Written task: Please reproduce the records below word for word, beginning at the line that contains "Teacher note: locate the black" and stopping after the final line of the records.

>> START Material provided

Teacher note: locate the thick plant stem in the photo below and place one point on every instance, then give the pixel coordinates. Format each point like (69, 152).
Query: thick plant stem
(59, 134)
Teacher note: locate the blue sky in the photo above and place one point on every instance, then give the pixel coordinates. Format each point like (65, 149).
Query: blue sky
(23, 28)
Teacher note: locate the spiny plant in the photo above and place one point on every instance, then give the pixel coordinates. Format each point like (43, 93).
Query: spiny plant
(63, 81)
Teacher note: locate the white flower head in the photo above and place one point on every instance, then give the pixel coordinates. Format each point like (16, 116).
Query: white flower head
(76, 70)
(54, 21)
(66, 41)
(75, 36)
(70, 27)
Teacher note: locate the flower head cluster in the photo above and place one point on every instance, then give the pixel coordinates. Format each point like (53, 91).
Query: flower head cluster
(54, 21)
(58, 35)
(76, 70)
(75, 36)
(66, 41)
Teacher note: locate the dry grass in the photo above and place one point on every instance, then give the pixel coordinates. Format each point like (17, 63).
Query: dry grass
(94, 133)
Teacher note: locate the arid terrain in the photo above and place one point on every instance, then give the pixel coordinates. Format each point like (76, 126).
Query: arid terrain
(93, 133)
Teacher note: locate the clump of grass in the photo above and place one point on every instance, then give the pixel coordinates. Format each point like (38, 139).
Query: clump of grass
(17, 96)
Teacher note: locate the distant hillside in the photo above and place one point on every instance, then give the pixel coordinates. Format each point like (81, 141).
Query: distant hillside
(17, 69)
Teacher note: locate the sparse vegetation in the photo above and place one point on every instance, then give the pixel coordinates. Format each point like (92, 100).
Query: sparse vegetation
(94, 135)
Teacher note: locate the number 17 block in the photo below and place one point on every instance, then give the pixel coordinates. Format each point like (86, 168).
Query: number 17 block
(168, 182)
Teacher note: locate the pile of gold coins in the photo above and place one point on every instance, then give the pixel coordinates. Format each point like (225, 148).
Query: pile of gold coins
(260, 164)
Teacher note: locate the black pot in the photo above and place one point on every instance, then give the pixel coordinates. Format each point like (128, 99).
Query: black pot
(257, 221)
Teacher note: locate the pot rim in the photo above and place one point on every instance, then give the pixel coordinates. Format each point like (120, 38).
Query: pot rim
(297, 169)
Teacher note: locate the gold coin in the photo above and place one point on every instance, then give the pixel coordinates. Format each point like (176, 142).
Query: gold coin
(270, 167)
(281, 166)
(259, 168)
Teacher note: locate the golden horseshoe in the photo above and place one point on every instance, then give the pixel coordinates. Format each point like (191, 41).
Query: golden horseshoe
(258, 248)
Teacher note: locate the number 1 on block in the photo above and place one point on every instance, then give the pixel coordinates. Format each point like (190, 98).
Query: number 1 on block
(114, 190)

>> END Material provided

Answer:
Teacher note: locate the black pot in the photo above and place one point on every instance, then give the pixel coordinates. Format each point like (128, 99).
Query: black pot
(257, 221)
Teacher note: locate the pot rim in the photo above and place one point on every instance, then give the pixel coordinates. Format each point like (120, 38).
Query: pot rim
(297, 169)
Teacher note: locate the gold coin in the photo above and place one point on every instance, then give the pixel coordinates. Format each point like (176, 142).
Query: gold coin
(270, 167)
(281, 166)
(259, 168)
Teacher note: locate the golden horseshoe in the photo above and place one point on every instance, then give the pixel coordinates. Format each point like (191, 41).
Query: golden horseshoe
(258, 248)
Teacher note: locate the number 1 on block in the photo above and place one point on every instance, then give the pixel coordinates. Format each point like (190, 98).
Query: number 1 on block
(114, 190)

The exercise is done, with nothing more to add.